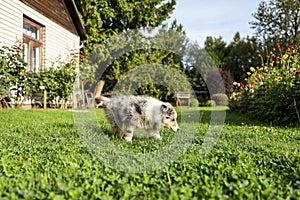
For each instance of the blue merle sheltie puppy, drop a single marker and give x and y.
(126, 113)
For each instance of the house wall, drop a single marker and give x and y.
(59, 42)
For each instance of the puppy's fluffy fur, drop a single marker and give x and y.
(125, 113)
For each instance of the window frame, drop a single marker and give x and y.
(30, 43)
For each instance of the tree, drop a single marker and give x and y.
(242, 54)
(104, 18)
(216, 47)
(278, 21)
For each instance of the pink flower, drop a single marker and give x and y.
(258, 78)
(294, 72)
(277, 46)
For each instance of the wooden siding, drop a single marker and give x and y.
(56, 10)
(59, 42)
(11, 21)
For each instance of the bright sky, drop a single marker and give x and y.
(202, 18)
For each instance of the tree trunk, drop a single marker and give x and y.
(98, 89)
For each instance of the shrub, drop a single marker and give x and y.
(272, 91)
(211, 103)
(217, 86)
(220, 99)
(194, 102)
(13, 77)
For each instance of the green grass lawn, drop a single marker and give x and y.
(43, 157)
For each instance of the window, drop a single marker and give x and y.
(33, 44)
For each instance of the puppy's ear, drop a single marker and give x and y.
(164, 108)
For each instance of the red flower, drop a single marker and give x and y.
(278, 46)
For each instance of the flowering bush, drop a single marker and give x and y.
(272, 91)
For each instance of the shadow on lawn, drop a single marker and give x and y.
(215, 115)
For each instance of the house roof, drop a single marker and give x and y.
(63, 12)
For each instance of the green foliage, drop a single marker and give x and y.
(242, 54)
(116, 60)
(13, 76)
(104, 18)
(277, 21)
(220, 99)
(272, 92)
(42, 157)
(236, 57)
(58, 82)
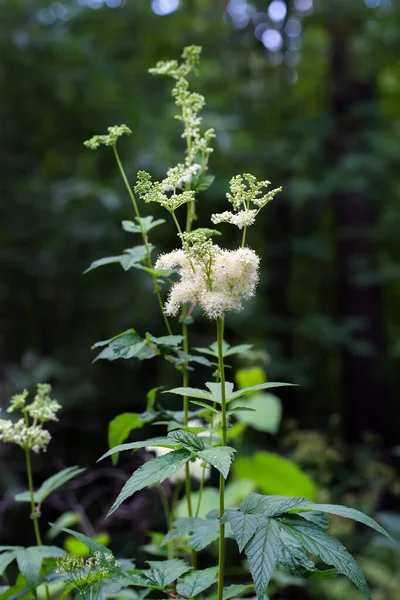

→ What to work on
Pick out each line in the records that includes the word "house" and copy those lines in full.

→ Worked answer
For each instance of the house wall, drop a single marker and give x and y.
For each instance of the house roof, drop a single marker and give x and y.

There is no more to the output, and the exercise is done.